Filter the lines below and copy every one that contains the word "quokka". Case counts, so match only that exact capitalization.

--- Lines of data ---
****************************************

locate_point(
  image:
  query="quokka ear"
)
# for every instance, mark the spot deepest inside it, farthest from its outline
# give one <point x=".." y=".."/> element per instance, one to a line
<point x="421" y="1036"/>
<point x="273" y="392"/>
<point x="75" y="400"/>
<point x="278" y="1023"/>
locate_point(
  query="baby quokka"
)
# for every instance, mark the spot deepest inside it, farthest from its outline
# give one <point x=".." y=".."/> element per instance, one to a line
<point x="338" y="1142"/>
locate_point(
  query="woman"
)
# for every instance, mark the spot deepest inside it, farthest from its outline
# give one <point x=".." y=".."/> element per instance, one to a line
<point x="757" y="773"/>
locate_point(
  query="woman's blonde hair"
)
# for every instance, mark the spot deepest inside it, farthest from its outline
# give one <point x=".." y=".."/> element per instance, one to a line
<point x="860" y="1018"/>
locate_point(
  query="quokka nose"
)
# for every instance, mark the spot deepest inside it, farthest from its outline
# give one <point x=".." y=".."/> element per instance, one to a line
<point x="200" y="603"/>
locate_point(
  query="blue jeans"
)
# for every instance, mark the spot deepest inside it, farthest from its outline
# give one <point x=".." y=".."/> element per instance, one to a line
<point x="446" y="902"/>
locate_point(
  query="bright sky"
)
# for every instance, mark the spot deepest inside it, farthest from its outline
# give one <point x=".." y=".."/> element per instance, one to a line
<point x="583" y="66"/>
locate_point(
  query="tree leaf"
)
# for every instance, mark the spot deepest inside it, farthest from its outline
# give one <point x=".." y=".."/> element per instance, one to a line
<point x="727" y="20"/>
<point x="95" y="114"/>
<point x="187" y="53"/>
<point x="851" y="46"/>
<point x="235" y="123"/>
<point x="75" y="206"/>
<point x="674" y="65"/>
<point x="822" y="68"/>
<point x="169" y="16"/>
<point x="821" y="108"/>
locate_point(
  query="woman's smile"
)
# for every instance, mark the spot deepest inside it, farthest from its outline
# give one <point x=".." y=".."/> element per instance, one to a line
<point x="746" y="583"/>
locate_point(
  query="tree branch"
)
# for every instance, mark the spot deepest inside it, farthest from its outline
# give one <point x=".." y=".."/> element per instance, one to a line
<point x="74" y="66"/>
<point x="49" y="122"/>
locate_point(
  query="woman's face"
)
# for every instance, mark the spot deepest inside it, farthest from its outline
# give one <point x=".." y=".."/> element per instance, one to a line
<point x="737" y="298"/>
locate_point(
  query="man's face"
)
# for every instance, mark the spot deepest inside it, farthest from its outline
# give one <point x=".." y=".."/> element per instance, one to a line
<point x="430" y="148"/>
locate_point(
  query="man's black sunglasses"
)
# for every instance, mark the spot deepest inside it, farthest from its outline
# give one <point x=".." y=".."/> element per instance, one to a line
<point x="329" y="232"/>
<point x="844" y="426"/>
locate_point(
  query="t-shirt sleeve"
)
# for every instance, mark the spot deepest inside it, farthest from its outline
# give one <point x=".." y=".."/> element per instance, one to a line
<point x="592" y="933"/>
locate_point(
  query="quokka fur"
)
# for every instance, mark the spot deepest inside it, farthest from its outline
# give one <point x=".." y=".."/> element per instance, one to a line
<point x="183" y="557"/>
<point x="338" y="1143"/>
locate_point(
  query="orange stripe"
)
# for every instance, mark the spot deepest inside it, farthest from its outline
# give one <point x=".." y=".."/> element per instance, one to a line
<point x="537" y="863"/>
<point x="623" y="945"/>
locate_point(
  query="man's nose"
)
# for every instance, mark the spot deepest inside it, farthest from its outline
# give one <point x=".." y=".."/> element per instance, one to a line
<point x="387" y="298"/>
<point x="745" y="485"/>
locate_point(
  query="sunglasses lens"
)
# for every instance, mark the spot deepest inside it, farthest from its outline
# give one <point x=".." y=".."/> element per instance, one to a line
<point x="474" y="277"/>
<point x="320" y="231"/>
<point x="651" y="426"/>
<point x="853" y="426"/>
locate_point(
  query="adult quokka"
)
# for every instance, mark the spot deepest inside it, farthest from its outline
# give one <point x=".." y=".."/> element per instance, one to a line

****************************************

--- Full response ---
  query="quokka ear"
  query="baby quokka"
  query="quokka nose"
  query="quokka fur"
  query="adult quokka"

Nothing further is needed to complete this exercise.